**Tekstfragment:**
De Raad beoordeelt of de rechtbank terecht het besluit om de WIA-uitkering per 12 mei 2021 te weigeren in stand heeft gelaten. Hij doet dat aan de hand van de argumenten die appellant in hoger beroep heeft aangevoerd, de beroepsgronden. De Raad komt tot het oordeel dat het hoger beroep niet slaagt. Hierna legt de Raad uit hoe hij tot dit oordeel komt en welke gevolgen dit oordeel heeft.
4.3.
De wettelijke regels die voor de beoordeling van het hoger beroep belangrijk zijn, zijn te vinden in de bijlage bij deze uitspraak. De bijlage maakt deel uit van de uitspraak.
4.4.
Op grond van artikel 5 van de Wet WIA bestaat recht op een WIA-uitkering als een betrokkene ten minste 35% arbeidsongeschikt is. De mate van arbeidsongeschiktheid wordt berekend door het loon dat een betrokkene in zijn laatste werk nog had kunnen verdienen, te vergelijken met het loon dat hij kan verdienen in passende functies. Deze beoordeling is gebaseerd op een verzekeringsgeneeskundig en een arbeidskundig onderzoek. Beide aspecten worden hieronder besproken.
4.5.
Met de rechtbank wordt geoordeeld dat het medisch onderzoek voldoende zorgvuldig is geweest en dat er geen aanleiding is om te twijfelen aan de juistheid van de medische beperkingen zoals verwoord in de FML van 28 oktober 2021. De verzekeringsarts bezwaar en beroep heeft in zijn rapport van 28 juli 2022 overtuigend toegelicht waarom het door appellant in beroep overgelegde rapport van Salude Medisch Advies niet leidt tot het aannemen van meer of zwaardere beperkingen dan vermeld in de FML van 28 oktober 2021. Daarbij is er terecht op gewezen dat in de FML die is opgesteld door de arts van Salude Medisch Advies, aanzienlijk minder beperkingen zijn aangenomen in het persoonlijk en sociaal functioneren van appellant dan het Uwv heeft gedaan. En dat er ook minder beperkingen zijn aangenomen ten aanzien van dynamische handelingen en statische houdingen. Met betrekking tot het psychosociaal advies van de psycholoog van Salude Medisch Advies heeft de verzekeringsarts bezwaar en beroep terecht opgemerkt dat zij ermee bekend was dat appellant forse psychische klachten heeft bij psychosociale problematiek en dat dit is meegewogen in de aanname van uitgebreide beperkingen in de door haar aangepaste FML van 28 oktober 2021. De door appellant in hoger beroep overgelegde brief van zijn huisarts van 22 oktober 2021, met als bijlage een huisartsenjournaal over de periode van 2016 tot 2020 en een brief van de behandelend psycholoog van 12 mei 2014, leidt niet tot een ander oordeel reeds omdat deze medische informatie geen betrekking heeft op de datum in geding.

**Gegevens ter beoordeling:**
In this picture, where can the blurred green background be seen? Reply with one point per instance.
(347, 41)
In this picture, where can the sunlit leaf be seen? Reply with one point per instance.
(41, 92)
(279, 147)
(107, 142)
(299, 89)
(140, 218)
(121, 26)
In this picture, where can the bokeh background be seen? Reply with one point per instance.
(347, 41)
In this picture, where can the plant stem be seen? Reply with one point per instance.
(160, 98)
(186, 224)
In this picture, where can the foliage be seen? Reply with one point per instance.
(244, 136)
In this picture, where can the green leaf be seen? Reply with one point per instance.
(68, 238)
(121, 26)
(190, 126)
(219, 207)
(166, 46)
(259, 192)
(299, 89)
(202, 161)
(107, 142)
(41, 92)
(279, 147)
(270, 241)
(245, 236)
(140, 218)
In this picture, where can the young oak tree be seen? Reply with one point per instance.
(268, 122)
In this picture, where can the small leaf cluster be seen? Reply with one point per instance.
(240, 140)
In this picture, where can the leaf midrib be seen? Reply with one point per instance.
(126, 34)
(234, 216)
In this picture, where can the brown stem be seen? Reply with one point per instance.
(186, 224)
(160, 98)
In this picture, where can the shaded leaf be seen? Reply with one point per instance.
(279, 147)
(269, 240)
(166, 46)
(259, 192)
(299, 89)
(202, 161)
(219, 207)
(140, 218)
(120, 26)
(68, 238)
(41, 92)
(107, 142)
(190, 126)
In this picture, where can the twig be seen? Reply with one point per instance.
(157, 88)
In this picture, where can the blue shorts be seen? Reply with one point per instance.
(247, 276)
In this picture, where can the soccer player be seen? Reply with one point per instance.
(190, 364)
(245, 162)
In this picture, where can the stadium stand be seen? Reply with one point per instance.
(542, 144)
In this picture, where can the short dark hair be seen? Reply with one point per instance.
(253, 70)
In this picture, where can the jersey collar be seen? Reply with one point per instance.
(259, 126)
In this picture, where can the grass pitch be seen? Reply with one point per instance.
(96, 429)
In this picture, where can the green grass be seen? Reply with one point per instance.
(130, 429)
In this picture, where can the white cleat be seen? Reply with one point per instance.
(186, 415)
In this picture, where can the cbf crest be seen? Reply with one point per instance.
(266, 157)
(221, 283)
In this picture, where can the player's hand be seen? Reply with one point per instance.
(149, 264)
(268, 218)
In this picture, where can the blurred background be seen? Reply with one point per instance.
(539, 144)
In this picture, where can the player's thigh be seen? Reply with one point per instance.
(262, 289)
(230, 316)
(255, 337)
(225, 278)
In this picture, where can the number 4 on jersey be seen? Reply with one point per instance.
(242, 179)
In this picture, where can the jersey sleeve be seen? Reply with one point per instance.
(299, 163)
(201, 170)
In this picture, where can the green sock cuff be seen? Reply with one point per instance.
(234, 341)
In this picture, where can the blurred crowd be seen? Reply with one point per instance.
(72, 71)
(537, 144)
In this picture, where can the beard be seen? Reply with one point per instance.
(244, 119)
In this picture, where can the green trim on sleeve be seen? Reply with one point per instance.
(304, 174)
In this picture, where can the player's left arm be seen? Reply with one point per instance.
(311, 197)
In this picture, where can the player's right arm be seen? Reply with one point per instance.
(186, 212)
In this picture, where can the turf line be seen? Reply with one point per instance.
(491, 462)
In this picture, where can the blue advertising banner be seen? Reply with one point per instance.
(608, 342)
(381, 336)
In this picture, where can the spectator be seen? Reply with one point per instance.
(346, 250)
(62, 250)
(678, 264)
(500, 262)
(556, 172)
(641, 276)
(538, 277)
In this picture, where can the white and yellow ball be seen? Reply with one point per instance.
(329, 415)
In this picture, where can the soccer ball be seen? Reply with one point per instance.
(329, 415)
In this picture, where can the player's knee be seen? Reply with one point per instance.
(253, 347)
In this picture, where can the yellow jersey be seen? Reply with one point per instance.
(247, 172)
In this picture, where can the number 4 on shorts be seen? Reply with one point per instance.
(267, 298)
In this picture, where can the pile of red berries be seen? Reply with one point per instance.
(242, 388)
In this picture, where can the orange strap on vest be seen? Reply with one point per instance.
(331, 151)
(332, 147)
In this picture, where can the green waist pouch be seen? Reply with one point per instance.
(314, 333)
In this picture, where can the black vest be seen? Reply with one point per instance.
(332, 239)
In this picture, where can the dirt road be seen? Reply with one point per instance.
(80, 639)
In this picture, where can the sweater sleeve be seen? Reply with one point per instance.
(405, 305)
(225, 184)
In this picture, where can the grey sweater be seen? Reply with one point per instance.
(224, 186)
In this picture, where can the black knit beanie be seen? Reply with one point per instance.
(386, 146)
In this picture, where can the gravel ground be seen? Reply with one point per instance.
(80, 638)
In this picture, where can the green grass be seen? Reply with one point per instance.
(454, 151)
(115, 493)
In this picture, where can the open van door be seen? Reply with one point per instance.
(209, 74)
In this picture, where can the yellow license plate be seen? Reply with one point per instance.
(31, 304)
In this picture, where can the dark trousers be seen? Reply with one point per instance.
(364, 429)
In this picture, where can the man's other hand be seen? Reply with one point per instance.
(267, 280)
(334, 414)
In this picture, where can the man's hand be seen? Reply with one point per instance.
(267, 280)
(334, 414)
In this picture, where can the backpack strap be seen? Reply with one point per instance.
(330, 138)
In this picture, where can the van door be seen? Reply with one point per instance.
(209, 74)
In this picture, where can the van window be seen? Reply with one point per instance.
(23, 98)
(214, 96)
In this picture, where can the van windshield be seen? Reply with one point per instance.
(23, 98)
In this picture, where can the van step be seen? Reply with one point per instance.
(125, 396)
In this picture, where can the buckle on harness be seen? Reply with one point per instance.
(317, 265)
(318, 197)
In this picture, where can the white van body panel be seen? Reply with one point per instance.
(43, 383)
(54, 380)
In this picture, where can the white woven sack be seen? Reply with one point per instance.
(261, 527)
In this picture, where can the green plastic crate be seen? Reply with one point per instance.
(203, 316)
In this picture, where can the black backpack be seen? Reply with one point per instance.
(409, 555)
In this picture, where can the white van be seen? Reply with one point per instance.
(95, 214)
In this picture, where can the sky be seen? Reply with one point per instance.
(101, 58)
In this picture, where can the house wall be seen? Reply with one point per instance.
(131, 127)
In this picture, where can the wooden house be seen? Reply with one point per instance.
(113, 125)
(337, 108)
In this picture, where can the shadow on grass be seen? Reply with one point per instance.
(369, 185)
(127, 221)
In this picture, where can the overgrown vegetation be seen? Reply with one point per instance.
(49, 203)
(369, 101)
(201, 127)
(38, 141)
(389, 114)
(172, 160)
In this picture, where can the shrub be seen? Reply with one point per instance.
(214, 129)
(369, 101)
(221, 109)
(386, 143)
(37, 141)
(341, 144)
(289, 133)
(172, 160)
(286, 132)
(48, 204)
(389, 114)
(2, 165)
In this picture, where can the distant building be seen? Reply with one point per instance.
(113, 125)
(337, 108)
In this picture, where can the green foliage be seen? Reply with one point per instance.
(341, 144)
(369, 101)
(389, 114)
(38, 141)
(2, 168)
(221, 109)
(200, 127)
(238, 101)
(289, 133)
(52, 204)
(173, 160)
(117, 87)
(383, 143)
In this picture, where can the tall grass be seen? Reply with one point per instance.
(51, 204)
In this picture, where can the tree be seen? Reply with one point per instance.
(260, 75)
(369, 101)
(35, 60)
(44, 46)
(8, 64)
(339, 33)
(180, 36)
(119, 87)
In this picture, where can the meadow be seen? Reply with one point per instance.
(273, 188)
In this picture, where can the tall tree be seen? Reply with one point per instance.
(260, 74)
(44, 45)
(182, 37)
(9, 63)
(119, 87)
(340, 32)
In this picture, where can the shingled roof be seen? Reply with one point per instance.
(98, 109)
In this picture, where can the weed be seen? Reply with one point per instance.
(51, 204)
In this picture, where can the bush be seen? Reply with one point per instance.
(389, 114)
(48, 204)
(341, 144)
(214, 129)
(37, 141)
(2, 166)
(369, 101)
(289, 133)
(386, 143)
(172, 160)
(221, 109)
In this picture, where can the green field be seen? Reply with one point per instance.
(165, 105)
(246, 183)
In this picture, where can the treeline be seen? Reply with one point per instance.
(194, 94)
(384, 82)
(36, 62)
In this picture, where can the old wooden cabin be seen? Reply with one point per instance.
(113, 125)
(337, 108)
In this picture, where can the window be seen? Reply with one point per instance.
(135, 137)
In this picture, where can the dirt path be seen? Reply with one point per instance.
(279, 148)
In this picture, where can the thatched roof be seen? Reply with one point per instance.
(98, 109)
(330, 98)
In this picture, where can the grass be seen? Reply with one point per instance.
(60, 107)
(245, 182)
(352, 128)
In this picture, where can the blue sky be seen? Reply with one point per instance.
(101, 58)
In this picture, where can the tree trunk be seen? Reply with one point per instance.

**Opdracht:**
Noem alle verschillende volledige datums (dag, maand en jaar) die in het tekstfragment over de WIA-uitkering voorkomen, elk één keer en in de volgorde waarin zij voor het eerst verschijnen. Baseer u uitsluitend op het tekstfragment.

**Uitgevoerde opdracht:**
12 mei 2021
28 oktober 2021
28 juli 2022
22 oktober 2021
12 mei 2014